== WORK ITEM ==
The expected output is every entry, repeated word for word.
START SOURCE DATA
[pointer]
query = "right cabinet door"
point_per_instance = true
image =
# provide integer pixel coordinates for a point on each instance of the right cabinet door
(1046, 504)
END SOURCE DATA
== YOUR RESPONSE ==
[pointer]
query = "right cabinet door"
point_per_instance = true
image =
# provide integer pixel coordinates for a point on each instance of the right cabinet door
(1046, 504)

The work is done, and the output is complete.